* Written instruction
Reproduce every line of the listing below verbatim, omitting the picture lines from your reply.

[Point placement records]

------

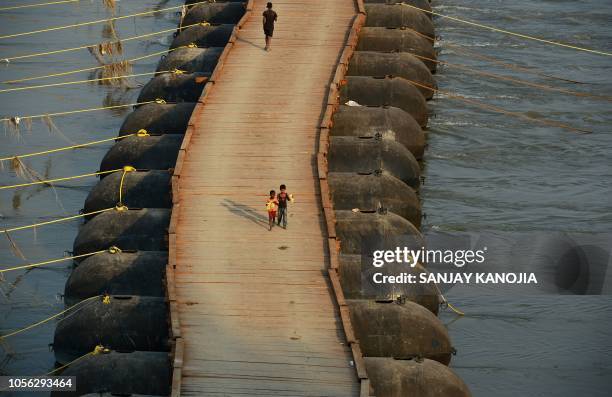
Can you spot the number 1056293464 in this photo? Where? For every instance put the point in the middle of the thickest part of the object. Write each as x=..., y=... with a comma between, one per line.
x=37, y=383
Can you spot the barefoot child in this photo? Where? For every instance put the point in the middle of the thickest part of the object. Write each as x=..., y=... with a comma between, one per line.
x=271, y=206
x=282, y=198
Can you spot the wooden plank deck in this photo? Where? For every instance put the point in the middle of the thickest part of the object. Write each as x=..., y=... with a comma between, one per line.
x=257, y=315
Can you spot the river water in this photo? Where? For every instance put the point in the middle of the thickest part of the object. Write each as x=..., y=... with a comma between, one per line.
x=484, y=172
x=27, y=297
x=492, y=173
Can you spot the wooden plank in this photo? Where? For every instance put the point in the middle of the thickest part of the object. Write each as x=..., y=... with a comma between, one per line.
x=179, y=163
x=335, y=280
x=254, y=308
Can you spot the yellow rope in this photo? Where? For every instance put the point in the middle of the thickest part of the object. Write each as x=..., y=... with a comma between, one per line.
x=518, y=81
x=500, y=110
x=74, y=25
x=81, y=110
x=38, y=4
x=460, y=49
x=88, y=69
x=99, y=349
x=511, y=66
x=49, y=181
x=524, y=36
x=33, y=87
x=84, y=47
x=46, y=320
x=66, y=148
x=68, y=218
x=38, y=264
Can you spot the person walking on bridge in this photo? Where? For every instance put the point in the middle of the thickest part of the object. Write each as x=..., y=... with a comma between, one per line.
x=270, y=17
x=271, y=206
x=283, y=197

------

* Solution for this problem
Can you spot the number 1056293464 in this photo? Where? For every instance put the point in the middle of the thickest part of the object. Write each as x=..., y=... with a comma between, one per line.
x=37, y=383
Can you spot the barefoot child in this photo? Where? For every instance put the point in the middle of the thickest part of the object. Write each as x=..., y=... with a comma between, one per line.
x=271, y=206
x=282, y=198
Can you spot the wooden plank deck in this photo? Where? For every instance put the point in the middle of the thickest part of the object. Write each as x=..., y=... with a comma between, one per line.
x=257, y=315
Can you spot the river water in this photo? Where? For every instance put the point in the middle of the thickest part of the object. Write each as x=..., y=... with a comma between, one per line.
x=484, y=172
x=27, y=297
x=492, y=173
Can you spot the wooden plank in this photo? Where? For every instance put the point in the middle of the thickest part of the object. Write each as x=..., y=... with a comma between, one per line.
x=179, y=163
x=335, y=280
x=254, y=308
Can you spot the yellow rope in this photo? Where? For every instance put the point in the middle of the thickest part of the object. Write each as x=..., y=... with a comma between, one per line.
x=518, y=81
x=500, y=110
x=74, y=25
x=81, y=110
x=38, y=4
x=460, y=49
x=88, y=69
x=99, y=349
x=511, y=66
x=49, y=181
x=524, y=36
x=33, y=87
x=84, y=47
x=46, y=320
x=66, y=148
x=68, y=218
x=38, y=264
Can you spot the person walking on bridge in this photo? Where? For every instance put the point in the middle of the thickest part of the object. Write each as x=..., y=... with a comma between, one per line.
x=270, y=17
x=271, y=206
x=283, y=197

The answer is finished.